------ Text segment

[KLUG Members] RS6000

Adam Williams members@kalamazoolinux.org
Thu, 18 Jul 2002 10:10:44 -0400 (EDT)


>Ok, this is slightly off kilter being an AIX issue, and targeted at
>Adam.

I feel special. :)

>But, we all learn from listening and maybe else has some input
>here.  I am having some performance issues with my AIX box.  It is an
>IBM RS6000 604e at 332Mhz (43P Model 140).  I don't have any experience
>with Motorola processors and don't know what to expect from it.  It is

There is no apples-apples comparison of RS/6000 arch to ix86 arch based
upon MHZ, etc....  For the most part you should get much better
performance from an RS/6000 box of the same MHZ as you would from a x3 MHZ
ix86 box assuming you doing I/O intensive processes, are using good SCSI
equipment and your r/w load is correctly balanced.  For I/O PC-ish stuff,
even low-end IBM Netfinites, can't even ***DREAM*** of touching the kind
of load an RS/6000 can carry all day.

------------
------ Supplied records

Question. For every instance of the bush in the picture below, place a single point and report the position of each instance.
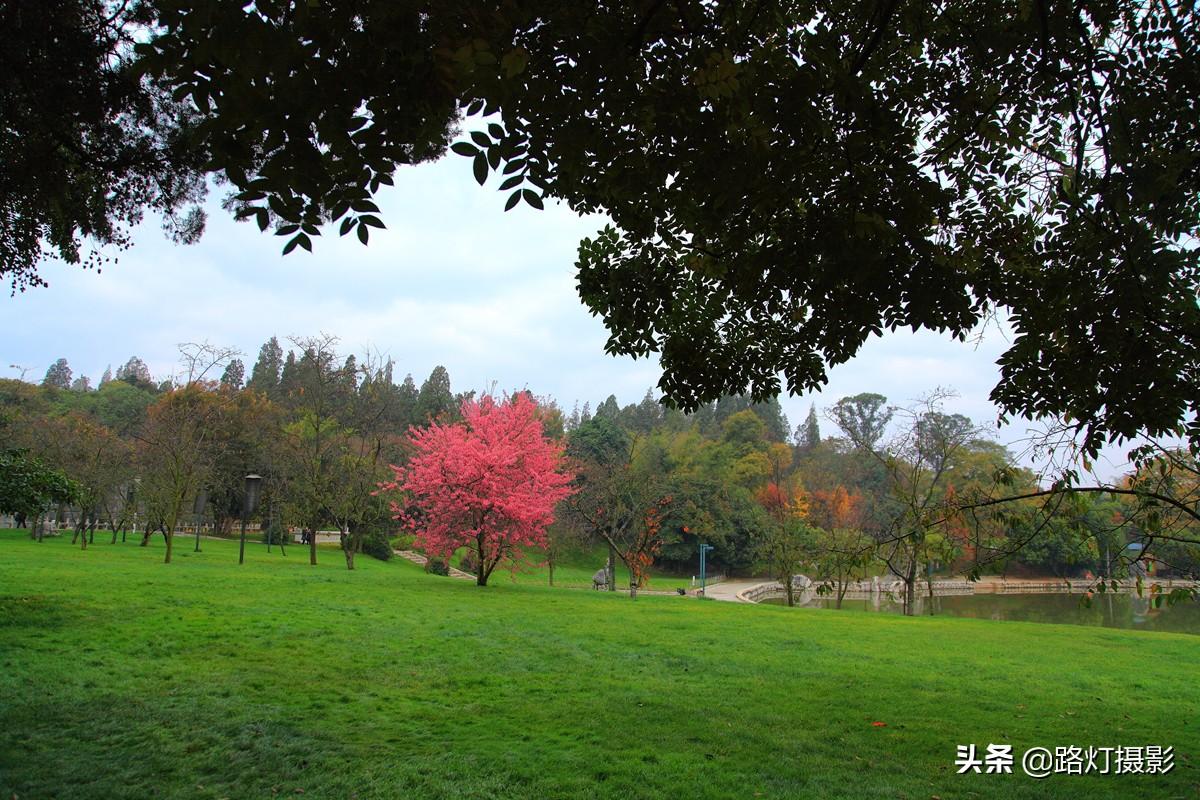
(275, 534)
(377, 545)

------------
------ Supplied records

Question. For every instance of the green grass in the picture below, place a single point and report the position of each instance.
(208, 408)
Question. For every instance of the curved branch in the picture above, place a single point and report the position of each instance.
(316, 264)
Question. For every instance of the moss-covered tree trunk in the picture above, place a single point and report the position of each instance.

------------

* What you will do
[1] Edit the rows from the line containing "Question. For every instance of the curved" through the line containing "Question. For every instance of the moss-covered" by replacing "place a single point" with "mark one point", and give back only those lines with nothing else changed.
[2] Pick up the email about RS/6000 performance and continue it after its last sentence.

* Results of the exercise
[1]
Question. For every instance of the curved branch in the picture above, mark one point and report the position of each instance.
(316, 264)
Question. For every instance of the moss-covered tree trunk in the picture above, mark one point and report the position of each instance.

[2]
A 604e is old in PC terms,  but not terribly so.  In terms of RS/6000
lifespan it is pretty young.

>running our accounting package on a progress database.  It also has
>loaded EGB gateway software to tie from progress to Microsoft SQL
>server.  We only have around 12 users that access the accounting

Amount of RAM?

>software and only when a web pricing (on average 20 accesses per day)is
>requested does it tie back to retrieve data.
>So here are the questions:
>1. What do I use for benchmarking performance

Basically the same tools you'd use for Linux: top (or called "monitor
-top" on AIX), vmstat, iostat, etc...

>2. What should theses values be.

Priority one is to try and balance and interleave your I/O.  If you are
not using hardware RAID and have a heavy read load (who doesn't) you might
want to think about soft-mirroring your data LVs on seperate drives.   Use
the outer three quarters of the drives capacity and the center 25% for
archives, libraries, etc...

Use vmstat to look for paging, paging is bad, as always.  Most production
machines always page-burst at least a couple of times a day,  not matter
how much RAM you dump in the things.  If your like us (idle, idle, Oh!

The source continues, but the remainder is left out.